Listed entries:
· · ·

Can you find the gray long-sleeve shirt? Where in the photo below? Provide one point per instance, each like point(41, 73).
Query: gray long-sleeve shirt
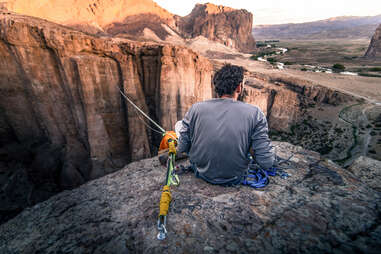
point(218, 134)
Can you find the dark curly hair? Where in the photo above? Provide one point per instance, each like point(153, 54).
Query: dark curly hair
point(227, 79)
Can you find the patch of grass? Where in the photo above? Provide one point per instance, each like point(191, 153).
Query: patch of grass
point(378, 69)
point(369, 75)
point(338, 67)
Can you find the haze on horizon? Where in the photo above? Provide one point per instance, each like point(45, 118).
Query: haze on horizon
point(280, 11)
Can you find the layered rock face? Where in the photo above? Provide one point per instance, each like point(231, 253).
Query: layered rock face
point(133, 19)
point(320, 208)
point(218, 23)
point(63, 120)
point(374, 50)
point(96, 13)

· · ·

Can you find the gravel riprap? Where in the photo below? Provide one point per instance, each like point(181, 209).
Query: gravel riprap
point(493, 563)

· · ·

Stated task: Rename "curly" to "wavy" in the material between the lines holding "Can you find the gray" and "point(227, 79)", inclusive. Return only those lines, unchanged apart from that substitution and without the pictures.

Complete response:
Can you find the gray long-sleeve shirt? Where in the photo below? Provide one point per instance, each like point(41, 73).
Query: gray long-sleeve shirt
point(218, 134)
Can you find the dark wavy hair? Where in the photo above? Provide one point per instance, each like point(153, 54).
Query: dark wavy hair
point(227, 79)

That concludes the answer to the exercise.